TASK PROMPT: Can you put each line of the data below into a JSON list of strings, with one string per line and no blank lines?

Dataset entries:
┌──

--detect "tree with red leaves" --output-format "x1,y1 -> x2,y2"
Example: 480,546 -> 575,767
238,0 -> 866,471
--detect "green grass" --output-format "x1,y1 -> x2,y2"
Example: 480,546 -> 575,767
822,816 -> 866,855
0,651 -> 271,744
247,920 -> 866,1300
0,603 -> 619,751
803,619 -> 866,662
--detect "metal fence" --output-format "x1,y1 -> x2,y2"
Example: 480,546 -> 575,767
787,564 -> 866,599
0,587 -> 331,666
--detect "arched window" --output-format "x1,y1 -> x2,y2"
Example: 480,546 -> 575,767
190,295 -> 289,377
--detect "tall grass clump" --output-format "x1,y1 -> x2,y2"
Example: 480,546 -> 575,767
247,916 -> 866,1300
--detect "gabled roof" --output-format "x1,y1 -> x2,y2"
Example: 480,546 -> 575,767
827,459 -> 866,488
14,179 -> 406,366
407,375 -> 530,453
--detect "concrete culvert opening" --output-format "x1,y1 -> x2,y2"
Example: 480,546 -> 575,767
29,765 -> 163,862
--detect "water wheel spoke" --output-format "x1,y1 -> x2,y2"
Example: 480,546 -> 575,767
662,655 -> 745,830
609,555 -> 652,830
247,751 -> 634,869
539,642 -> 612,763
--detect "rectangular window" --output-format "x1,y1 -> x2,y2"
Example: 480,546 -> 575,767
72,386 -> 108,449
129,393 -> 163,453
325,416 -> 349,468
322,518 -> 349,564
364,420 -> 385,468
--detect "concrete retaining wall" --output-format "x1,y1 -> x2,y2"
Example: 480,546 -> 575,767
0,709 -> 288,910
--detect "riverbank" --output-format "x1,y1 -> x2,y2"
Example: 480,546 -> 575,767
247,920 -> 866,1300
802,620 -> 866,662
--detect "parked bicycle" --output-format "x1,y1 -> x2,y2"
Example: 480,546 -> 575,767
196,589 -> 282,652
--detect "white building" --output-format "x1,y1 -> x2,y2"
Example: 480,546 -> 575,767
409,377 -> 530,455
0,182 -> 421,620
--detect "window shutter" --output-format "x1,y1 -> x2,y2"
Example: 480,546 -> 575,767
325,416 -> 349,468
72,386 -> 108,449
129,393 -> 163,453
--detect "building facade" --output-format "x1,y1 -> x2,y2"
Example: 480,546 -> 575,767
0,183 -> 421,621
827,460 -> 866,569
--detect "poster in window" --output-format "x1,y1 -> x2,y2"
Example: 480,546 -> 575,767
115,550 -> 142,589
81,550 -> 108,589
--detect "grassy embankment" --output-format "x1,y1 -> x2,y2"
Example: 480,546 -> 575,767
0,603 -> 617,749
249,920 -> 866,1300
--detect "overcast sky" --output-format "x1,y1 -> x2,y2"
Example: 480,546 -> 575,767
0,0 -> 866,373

└──

RESULT BELOW:
[
  "--detect \"tree with red leaves\" --output-format \"x1,y1 -> x2,y2\"",
  "Example: 480,546 -> 575,767",
  "238,0 -> 866,471",
  "--detect \"green grass\" --output-format \"x1,y1 -> x2,y2\"",
  "Example: 480,546 -> 575,767",
  "822,816 -> 866,855",
  "0,651 -> 271,744",
  "247,920 -> 866,1300",
  "0,603 -> 619,751",
  "803,619 -> 866,662",
  "--detect \"metal fence\" --output-format \"x1,y1 -> x2,y2\"",
  "Example: 480,546 -> 575,767",
  "787,564 -> 866,599",
  "0,587 -> 331,666",
  "--detect \"arched window\" --output-format \"x1,y1 -> x2,y2\"",
  "Example: 480,546 -> 575,767",
  "190,295 -> 289,377",
  "--detect \"tall grass clump\" --output-format \"x1,y1 -> x2,y2\"",
  "Example: 480,546 -> 575,767",
  "247,916 -> 866,1300",
  "--detect \"gabled roof\" --output-format \"x1,y1 -> x2,y2\"",
  "Example: 480,546 -> 575,767",
  "827,459 -> 866,488",
  "14,179 -> 406,366",
  "407,375 -> 530,453",
  "--detect \"concrete culvert opening\" --output-format \"x1,y1 -> x2,y2\"",
  "Example: 480,546 -> 575,767",
  "29,765 -> 163,862",
  "--detect \"water wheel spoke\" --output-format \"x1,y1 -> x2,y2\"",
  "Example: 480,546 -> 575,767",
  "662,655 -> 745,830",
  "609,555 -> 652,830",
  "247,751 -> 634,869",
  "539,642 -> 612,763",
  "--detect \"rectangular window\" --output-format \"x1,y1 -> x2,y2\"",
  "Example: 480,546 -> 575,767",
  "72,386 -> 108,449",
  "129,393 -> 163,453",
  "325,416 -> 349,468",
  "322,518 -> 349,564",
  "364,420 -> 385,468",
  "--detect \"concrete retaining wall\" --output-format \"x1,y1 -> x2,y2\"",
  "Example: 480,546 -> 575,767",
  "0,709 -> 288,910",
  "--detect \"riverbank\" --output-format \"x1,y1 -> x2,y2\"",
  "Example: 480,546 -> 575,767",
  "247,920 -> 866,1300",
  "802,620 -> 866,662",
  "--detect \"parked bicycle\" --output-format \"x1,y1 -> x2,y2\"",
  "Example: 480,546 -> 575,767",
  "196,589 -> 282,652",
  "--detect \"white building\" --output-format \"x1,y1 -> x2,y2\"",
  "Example: 480,546 -> 575,767",
  "409,377 -> 530,455",
  "0,182 -> 421,620",
  "--detect \"window shutter\" --output-format \"x1,y1 -> x2,y2\"",
  "Example: 480,546 -> 575,767",
  "325,416 -> 349,468",
  "72,386 -> 108,449",
  "129,393 -> 163,453",
  "--detect \"building facade\" --output-format \"x1,y1 -> x2,y2\"",
  "Example: 480,546 -> 575,767",
  "0,183 -> 421,621",
  "827,460 -> 866,569",
  "--detect \"poster in window\" --output-format \"x1,y1 -> x2,y2\"",
  "Example: 480,546 -> 575,767",
  "115,550 -> 142,589",
  "81,550 -> 108,589",
  "--detect \"grassy embankment\" --output-format \"x1,y1 -> x2,y2\"",
  "Example: 480,546 -> 575,767",
  "0,603 -> 617,749",
  "249,920 -> 866,1300",
  "--detect \"overcast sky\" --output-format \"x1,y1 -> x2,y2\"",
  "Example: 480,546 -> 575,767",
  "0,0 -> 866,373"
]